# Excerpted text
- - -

Architect jobs for running analyses
- Documentation: http://jobarchitect.readthedocs.io
- GitHub: https://github.com/JIC-CSB/jobarchitect
- PyPI: https://pypi.python.org/pypi/jobarchitect
- Free software: MIT License
Overview
This tool is intended to automate generation of scripts to run analysis on data sets. To use it, you will need a data set that has been created (or annotated) with dtool. It aims to help by:
- Removing the need to know where specific data items are stored in a data set
- Providing a means to split an analyses into several chunks (file based parallelization)
- Providing a framework for seamlessly running an analyses inside a container
Design
This project has two main components. The first is a command line tool named
sketchjob
intended to be used by the end user. It is used to generate
scripts defining jobs to be run. The second (_analyse_by_ids
) is a command
line tool that is used by the scripts generated by sketchjob
. The end user
is not meant to make use of this second script directly.

- - -

# Material
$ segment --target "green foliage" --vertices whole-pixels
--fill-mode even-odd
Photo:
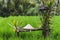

- - -

# Problems and tasks
**a.** List every way the jobarchitect text says the tool aims to help.
**b.** Extract the passage of the jobarchitect text starting with "Architect jobs for" and going on through "(file based parallelization)".
Rely only on the jobarchitect text when you respond.

# The solutions
**a.**
- Removing the need to know where specific data items are stored in a data set
- Providing a means to split an analyses into several chunks (file based parallelization)
- Providing a framework for seamlessly running an analyses inside a container

**b.**
Architect jobs for running analyses
- Documentation: http://jobarchitect.readthedocs.io
- GitHub: https://github.com/JIC-CSB/jobarchitect
- PyPI: https://pypi.python.org/pypi/jobarchitect
- Free software: MIT License
Overview
This tool is intended to automate generation of scripts to run analysis on data sets. To use it, you will need a data set that has been created (or annotated) with dtool. It aims to help by:
- Removing the need to know where specific data items are stored in a data set
- Providing a means to split an analyses into several chunks (file based parallelization)